> What to do:
1) In the passage on the Oyo–Zostel dispute, what valuation is Oyo seeking for its IPO?
2) Arrange the records from their start up to and including the line containing "275 206 L 265" as a two-column CSV with the columns instruction and mask. Give one row per record, with its text and its answer each in a single quoted field and line breaks turned into spaces.

> Passage shown:
----

FILE PHOTO: The logo of OYO, India’s largest and fastest-growing hotel chain, installed on a hotel building is pictured in an alley in New Delhi, India, April 3, 2019. REUTERS/Adnan Abidi/File Photo

Zostel said Oyo’s capital structure was not final and that its draft prospectus filed with the Securities and Exchange Board of India (SEBI) was “replete with material omissions,” showed a copy of a letter Zostel sent to SEBI, seen by Reuters.

Oyo said Zostel’s intervention represented “unnecessary and repetitive efforts to create a wrong perception”.

“This shows a pattern of Zostel trying to distract Oyo from pursuing its business goals,” it said in a statement to Reuters.

Oyo filed papers in late September for an initial public offering (IPO) that will consist of a fresh issue of shares of up to 70 billion rupees ($927.30 million) and an offer for sale of existing shares of as much as 14.30 billion rupees.

It is seeking a valuation of $10 billion to $12 billion, a source told Reuters this month.

Oyo and Zostel have been in a legal battle over a 2015 deal for Oyo to buy some of Zostel’s businesses and Zostel to get a 7% stake in Oyo. Though the deal fell through, Zostel has said it is still entitled to the stake, whereas Oyo has said otherwise, arguing they had not reached a definitive agreement.

Zostel has asked a Delhi court to stop Oyo from changing its shareholder structure, including through an IPO, according to a petition previously seen by Reuters.

In its letter to SEBI dated Oct. 11, Zostel said SEBI’s regulations prohibit Oyo from making any public offer of its shares since it had not issued the stake to Zostel’s shareholders.

Separately, Oyo has challenged an order from a Supreme Court-appointed arbitrator who ruled that the terms of the 2015 deal were binding and that Oyo breached its obligations by failing to execute a definitive agreement.

An Oyo counsel told Reuters late on Monday there was nothing in the order that prevented Oyo from going ahead with its IPO.

Zostel and SEBI did not respond to requests for comment outside regular business hours.

----

> Material:
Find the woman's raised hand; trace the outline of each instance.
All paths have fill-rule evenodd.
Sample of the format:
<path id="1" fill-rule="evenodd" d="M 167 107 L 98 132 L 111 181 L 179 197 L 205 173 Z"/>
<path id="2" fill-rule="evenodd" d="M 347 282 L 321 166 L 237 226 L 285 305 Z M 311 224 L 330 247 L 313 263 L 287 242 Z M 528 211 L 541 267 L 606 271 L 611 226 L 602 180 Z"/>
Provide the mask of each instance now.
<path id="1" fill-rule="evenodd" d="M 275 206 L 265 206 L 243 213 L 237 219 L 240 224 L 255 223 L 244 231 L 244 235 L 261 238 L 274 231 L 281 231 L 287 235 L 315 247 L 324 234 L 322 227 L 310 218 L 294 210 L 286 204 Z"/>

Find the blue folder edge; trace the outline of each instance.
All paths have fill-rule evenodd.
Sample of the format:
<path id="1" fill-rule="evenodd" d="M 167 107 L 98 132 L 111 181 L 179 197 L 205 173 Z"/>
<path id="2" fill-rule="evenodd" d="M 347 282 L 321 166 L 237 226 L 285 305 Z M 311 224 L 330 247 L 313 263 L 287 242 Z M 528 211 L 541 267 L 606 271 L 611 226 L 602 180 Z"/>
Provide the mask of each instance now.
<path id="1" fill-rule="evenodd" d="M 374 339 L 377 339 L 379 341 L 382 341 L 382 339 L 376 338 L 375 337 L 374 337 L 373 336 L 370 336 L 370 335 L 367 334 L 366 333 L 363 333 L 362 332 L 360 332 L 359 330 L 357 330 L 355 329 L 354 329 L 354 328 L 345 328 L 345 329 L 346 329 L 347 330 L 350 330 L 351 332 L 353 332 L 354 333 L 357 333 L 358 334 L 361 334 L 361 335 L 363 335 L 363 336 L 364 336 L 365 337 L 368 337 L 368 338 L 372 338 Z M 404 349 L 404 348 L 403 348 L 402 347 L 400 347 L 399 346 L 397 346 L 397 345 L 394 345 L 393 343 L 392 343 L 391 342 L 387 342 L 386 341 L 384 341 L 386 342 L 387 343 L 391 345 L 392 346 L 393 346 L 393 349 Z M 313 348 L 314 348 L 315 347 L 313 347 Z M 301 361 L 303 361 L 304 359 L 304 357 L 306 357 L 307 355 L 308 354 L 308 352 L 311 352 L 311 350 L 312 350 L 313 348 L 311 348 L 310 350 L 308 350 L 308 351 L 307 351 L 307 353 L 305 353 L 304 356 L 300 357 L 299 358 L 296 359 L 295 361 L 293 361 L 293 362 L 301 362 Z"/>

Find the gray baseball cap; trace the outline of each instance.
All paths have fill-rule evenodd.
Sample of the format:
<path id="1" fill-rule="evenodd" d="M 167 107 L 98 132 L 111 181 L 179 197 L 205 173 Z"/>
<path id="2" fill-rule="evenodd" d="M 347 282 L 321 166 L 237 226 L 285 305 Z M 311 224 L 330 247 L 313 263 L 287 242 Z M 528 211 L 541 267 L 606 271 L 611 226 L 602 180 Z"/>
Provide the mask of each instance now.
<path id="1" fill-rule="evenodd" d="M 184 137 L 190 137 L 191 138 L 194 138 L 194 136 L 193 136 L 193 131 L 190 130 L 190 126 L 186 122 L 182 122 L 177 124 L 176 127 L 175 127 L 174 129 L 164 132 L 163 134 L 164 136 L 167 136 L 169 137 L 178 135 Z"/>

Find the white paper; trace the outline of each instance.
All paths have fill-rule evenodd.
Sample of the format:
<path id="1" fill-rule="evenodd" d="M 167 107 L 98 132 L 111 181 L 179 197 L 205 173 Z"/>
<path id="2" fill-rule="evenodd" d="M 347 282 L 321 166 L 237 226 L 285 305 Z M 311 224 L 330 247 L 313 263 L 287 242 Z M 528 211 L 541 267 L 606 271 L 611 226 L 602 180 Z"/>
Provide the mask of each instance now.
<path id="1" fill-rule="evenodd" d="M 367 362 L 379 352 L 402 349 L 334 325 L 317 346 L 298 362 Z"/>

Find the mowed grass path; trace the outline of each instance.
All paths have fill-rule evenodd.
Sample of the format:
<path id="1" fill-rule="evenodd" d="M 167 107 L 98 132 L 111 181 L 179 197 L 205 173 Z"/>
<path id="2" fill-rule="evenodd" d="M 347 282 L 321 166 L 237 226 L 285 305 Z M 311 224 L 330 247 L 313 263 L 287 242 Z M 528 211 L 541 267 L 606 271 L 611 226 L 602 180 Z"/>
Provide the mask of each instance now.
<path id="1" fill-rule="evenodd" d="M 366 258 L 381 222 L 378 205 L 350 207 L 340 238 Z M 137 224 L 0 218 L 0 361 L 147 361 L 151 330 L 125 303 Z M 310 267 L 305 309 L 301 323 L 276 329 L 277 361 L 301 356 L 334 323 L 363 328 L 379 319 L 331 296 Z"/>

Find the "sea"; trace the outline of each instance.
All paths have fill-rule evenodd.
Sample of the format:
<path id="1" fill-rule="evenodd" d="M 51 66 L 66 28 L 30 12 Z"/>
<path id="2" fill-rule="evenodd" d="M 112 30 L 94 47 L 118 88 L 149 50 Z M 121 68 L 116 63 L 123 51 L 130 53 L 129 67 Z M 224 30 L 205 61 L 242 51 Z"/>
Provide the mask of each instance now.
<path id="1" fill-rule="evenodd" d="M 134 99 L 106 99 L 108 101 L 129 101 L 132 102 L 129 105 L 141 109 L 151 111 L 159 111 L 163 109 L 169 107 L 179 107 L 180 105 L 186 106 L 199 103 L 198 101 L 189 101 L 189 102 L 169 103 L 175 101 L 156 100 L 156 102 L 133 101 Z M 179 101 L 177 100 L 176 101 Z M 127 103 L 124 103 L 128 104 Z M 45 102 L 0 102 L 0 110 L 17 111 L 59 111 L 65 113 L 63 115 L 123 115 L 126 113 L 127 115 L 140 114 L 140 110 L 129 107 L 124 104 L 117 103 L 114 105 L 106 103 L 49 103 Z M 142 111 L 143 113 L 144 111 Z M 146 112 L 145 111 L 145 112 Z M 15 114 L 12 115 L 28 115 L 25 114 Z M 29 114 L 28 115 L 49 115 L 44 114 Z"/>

----

> Response list:
1) $10 billion to $12 billion

2)
instruction,mask
"Find the woman's raised hand; trace the outline of each instance. All paths have fill-rule evenodd. Sample of the format: <path id=""1"" fill-rule=""evenodd"" d=""M 167 107 L 98 132 L 111 181 L 179 197 L 205 173 Z""/> <path id=""2"" fill-rule=""evenodd"" d=""M 347 282 L 321 166 L 237 226 L 285 305 Z M 311 224 L 330 247 L 313 263 L 287 242 Z M 528 211 L 541 267 L 606 271 L 611 226 L 602 180 Z""/> Provide the mask of each instance now.","<path id=""1"" fill-rule=""evenodd"" d=""M 275 206 L 265 206 L 243 213 L 237 219 L 240 224 L 255 223 L 244 231 L 244 235 L 261 238 L 274 231 L 281 231 L 287 235 L 315 247 L 324 234 L 322 227 L 310 218 L 294 210 L 286 204 Z""/>"